Reproduce verbatim the rows below, starting at the line that contains "Question. Point out every instance of the green grass" and ending with the last line of the rows, with both included.
==================================================
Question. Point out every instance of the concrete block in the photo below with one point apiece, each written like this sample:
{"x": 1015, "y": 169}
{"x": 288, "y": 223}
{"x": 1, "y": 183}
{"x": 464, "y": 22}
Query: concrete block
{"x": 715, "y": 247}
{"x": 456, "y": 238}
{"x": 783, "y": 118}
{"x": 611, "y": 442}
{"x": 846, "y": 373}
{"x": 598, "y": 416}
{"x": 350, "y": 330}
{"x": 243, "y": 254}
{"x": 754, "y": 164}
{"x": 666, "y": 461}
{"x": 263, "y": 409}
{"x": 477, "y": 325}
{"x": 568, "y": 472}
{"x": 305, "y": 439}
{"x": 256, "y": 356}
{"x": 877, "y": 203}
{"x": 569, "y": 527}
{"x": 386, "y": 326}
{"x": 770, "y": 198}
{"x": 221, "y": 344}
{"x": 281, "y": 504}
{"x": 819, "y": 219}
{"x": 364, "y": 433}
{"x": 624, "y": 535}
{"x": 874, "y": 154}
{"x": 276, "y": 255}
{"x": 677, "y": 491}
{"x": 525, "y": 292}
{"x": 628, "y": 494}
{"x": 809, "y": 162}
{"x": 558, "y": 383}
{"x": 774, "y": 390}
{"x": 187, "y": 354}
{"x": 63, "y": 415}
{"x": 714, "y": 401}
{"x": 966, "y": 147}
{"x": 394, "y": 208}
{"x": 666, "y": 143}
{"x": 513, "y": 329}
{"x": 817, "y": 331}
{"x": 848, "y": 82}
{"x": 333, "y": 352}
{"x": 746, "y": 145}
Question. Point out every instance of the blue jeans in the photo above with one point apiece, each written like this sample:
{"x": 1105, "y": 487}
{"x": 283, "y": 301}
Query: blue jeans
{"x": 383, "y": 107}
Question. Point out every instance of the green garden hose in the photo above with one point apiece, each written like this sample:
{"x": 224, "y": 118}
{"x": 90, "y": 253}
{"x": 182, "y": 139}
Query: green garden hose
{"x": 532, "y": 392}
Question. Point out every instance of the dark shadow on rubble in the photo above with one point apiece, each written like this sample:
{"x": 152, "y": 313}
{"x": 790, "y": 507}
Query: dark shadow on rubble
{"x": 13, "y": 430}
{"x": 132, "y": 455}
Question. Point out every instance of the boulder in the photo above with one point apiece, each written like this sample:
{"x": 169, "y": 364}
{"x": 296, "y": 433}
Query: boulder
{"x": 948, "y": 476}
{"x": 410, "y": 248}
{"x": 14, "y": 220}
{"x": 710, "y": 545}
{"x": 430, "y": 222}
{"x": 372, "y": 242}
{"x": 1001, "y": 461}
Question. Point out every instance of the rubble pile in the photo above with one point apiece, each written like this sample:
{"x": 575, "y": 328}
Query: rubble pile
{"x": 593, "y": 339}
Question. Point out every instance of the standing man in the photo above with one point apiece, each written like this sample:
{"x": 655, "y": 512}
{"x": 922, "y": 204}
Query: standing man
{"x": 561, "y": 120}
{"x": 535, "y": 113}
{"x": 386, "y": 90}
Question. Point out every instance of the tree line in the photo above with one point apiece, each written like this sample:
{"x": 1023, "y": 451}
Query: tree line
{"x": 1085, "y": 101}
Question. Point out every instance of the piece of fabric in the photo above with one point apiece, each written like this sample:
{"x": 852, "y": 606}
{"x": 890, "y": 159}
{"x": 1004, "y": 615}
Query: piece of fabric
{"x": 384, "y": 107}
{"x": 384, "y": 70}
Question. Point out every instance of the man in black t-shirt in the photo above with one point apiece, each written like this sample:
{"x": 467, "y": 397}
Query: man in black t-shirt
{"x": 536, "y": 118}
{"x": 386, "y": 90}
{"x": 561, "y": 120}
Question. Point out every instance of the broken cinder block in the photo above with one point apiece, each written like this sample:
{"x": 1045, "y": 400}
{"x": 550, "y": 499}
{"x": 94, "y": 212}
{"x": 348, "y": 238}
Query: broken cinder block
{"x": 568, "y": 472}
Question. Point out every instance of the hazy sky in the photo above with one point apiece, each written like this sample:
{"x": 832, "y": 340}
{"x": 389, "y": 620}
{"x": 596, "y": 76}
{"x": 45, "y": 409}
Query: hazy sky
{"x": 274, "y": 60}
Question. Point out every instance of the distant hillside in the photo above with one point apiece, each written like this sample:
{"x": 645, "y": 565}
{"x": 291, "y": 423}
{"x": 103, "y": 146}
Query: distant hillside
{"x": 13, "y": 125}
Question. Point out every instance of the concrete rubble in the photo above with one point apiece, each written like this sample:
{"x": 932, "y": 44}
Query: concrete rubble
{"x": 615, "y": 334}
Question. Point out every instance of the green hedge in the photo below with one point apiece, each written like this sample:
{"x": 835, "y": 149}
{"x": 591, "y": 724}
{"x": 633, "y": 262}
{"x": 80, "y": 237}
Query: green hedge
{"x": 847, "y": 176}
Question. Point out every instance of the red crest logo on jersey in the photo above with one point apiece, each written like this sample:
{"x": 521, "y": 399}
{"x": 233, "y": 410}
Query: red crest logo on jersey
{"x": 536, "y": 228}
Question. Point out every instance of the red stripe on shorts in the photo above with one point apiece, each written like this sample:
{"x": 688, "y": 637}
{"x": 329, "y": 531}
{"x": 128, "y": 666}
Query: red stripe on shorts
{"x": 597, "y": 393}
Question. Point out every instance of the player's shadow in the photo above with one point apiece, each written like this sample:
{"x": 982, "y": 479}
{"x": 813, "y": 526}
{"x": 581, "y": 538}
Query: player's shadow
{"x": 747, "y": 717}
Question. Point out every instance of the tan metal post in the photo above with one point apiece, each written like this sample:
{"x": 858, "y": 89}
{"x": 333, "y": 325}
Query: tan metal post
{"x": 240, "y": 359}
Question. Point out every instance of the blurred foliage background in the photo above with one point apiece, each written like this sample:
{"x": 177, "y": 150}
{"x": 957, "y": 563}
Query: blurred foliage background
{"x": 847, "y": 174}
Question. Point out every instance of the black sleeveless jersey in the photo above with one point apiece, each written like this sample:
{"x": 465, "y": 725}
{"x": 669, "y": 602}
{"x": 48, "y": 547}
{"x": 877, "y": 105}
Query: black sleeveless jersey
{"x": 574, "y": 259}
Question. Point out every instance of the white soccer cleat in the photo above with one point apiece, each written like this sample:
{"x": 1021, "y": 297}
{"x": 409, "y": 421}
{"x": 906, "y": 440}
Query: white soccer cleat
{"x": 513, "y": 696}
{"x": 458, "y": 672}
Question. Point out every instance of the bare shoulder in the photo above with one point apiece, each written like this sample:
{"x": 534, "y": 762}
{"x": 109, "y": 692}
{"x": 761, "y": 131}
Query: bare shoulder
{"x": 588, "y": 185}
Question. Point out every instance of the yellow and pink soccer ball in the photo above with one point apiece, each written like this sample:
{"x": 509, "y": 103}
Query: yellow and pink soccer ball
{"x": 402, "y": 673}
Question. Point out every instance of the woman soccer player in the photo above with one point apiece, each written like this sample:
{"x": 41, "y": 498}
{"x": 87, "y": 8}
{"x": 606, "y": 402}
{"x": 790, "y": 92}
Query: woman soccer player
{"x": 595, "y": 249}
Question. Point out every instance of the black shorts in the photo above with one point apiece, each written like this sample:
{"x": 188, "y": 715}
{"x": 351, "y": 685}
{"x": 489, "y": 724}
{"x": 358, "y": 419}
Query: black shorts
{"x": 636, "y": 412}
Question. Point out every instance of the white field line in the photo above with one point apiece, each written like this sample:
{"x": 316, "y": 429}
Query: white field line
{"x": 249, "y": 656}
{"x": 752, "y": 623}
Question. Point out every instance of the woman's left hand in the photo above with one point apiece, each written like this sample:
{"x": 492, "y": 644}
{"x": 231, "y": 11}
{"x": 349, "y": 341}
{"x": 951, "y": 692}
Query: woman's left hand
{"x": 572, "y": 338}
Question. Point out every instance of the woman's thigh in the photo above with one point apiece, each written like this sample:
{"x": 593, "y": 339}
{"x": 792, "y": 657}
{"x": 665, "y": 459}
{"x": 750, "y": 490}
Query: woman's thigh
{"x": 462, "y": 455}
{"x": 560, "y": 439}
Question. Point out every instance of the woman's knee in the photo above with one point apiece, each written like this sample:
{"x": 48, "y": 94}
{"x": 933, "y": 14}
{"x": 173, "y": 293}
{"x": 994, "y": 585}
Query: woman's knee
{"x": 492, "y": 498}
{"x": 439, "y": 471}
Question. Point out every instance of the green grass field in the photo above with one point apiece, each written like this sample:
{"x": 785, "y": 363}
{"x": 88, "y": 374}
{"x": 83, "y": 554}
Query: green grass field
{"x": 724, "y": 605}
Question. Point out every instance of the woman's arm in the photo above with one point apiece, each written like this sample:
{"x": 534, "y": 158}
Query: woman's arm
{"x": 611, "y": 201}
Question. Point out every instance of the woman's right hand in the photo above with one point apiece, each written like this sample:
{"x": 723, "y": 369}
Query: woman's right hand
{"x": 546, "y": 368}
==================================================
**The response:**
Question. Point out every instance of the green grass field in the photo above with one point apiece, each written like this sample:
{"x": 785, "y": 363}
{"x": 88, "y": 374}
{"x": 83, "y": 554}
Query: green grass field
{"x": 724, "y": 605}
Question. Point out every instance of the woman's arm in the photo above with one point apiece, each written like this sample:
{"x": 534, "y": 158}
Query: woman's arm
{"x": 611, "y": 201}
Question. Point out every instance of the woman's right hand in the photo above with one point apiece, each written like this sample:
{"x": 723, "y": 369}
Query: woman's right hand
{"x": 546, "y": 368}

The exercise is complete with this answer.